Input for this task:
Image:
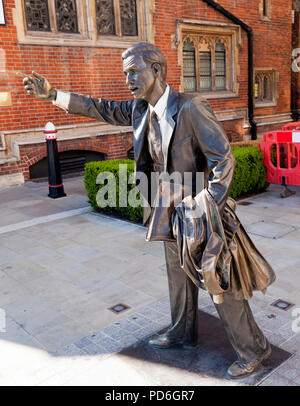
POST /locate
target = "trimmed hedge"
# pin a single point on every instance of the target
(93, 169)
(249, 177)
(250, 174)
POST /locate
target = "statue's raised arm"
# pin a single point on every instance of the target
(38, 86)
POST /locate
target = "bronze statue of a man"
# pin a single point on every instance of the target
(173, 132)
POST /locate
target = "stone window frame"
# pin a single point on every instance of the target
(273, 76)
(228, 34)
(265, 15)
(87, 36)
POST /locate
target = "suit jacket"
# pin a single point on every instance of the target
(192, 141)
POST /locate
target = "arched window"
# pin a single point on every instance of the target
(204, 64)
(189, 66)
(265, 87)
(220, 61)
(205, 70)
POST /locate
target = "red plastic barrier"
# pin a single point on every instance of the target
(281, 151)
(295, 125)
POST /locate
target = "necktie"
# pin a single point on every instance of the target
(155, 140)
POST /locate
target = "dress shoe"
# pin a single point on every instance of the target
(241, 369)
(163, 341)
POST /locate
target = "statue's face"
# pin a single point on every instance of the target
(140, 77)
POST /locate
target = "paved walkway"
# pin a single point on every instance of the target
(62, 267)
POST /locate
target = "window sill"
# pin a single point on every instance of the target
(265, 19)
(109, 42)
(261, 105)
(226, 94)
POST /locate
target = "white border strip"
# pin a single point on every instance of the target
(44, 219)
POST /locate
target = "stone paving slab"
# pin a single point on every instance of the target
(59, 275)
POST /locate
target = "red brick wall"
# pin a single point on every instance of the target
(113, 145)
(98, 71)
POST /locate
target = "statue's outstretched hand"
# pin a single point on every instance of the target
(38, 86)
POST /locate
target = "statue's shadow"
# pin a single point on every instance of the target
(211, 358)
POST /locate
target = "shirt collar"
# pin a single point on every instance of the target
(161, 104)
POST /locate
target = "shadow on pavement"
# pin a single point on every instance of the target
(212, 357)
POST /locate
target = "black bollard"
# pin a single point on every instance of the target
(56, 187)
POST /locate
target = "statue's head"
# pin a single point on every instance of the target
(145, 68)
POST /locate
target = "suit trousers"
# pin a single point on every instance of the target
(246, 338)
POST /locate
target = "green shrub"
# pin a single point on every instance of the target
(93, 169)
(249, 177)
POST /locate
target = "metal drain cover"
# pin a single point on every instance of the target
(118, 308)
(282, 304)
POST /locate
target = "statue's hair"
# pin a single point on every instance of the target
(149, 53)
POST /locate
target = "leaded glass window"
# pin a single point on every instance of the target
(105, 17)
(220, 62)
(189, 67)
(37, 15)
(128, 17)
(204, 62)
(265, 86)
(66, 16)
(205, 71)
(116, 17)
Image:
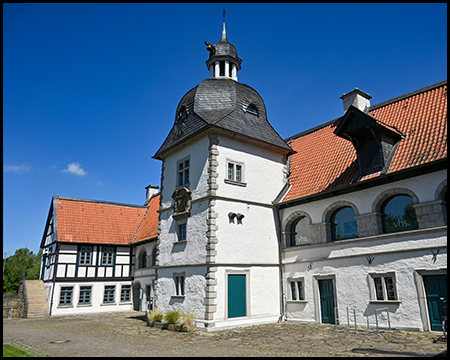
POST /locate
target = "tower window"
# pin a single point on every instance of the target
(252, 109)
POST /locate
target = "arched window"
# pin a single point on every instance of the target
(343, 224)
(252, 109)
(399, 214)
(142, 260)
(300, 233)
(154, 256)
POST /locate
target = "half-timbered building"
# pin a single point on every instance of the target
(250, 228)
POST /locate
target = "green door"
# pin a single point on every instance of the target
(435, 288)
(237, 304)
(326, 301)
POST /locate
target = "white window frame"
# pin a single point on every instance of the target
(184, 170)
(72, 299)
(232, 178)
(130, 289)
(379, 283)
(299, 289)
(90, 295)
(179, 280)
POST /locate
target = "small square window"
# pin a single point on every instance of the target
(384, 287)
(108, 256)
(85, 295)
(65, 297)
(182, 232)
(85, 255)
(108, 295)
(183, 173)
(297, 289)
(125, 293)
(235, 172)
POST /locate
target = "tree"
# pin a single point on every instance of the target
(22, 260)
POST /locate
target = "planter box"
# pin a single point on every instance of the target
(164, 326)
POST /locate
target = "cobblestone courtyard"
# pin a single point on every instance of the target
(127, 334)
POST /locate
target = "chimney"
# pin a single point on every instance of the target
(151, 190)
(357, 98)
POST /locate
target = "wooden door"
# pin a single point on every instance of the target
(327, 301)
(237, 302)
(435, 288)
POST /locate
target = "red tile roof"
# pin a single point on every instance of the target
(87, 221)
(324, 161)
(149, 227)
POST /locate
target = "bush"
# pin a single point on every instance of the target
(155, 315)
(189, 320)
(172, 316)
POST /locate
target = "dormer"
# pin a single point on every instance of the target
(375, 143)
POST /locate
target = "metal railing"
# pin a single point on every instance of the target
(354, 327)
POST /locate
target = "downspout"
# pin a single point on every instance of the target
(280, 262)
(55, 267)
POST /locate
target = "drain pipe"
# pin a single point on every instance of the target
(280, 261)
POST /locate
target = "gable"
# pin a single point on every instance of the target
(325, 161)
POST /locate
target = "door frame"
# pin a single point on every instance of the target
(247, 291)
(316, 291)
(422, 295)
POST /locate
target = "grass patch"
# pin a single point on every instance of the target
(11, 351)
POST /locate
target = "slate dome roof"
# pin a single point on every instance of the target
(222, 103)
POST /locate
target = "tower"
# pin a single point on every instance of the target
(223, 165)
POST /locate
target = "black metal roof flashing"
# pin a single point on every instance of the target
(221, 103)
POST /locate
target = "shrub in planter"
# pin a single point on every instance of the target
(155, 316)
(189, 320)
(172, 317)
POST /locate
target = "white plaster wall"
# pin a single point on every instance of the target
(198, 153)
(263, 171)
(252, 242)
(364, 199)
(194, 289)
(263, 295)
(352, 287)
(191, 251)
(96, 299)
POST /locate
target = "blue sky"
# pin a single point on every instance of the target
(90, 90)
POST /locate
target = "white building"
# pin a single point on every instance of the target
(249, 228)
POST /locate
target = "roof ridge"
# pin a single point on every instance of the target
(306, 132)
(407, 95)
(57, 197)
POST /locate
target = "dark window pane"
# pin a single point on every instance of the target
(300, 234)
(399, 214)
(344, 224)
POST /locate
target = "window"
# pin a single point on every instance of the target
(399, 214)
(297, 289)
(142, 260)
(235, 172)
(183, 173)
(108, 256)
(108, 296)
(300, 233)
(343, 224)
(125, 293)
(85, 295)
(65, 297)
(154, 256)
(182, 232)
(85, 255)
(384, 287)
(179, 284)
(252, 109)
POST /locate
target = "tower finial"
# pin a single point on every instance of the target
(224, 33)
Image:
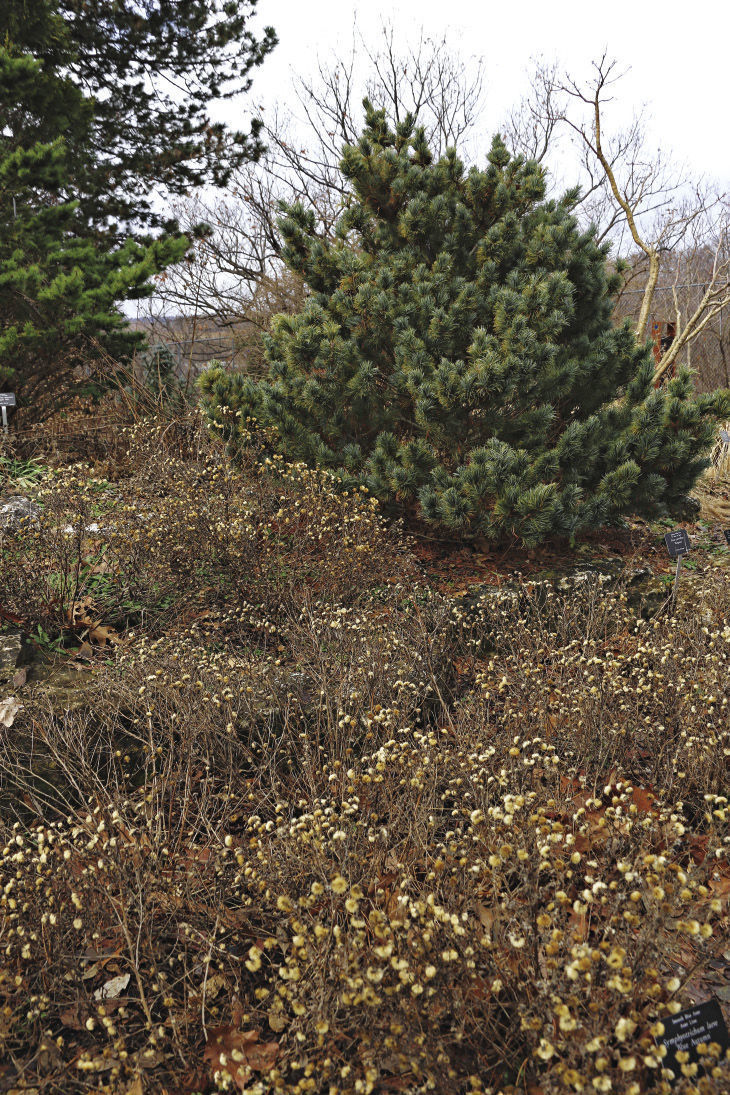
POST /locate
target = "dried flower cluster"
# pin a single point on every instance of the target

Exercise requirements: From the entries, count the lines that hold the string "statue". Nothing but the number is needed.

Exercise response: 7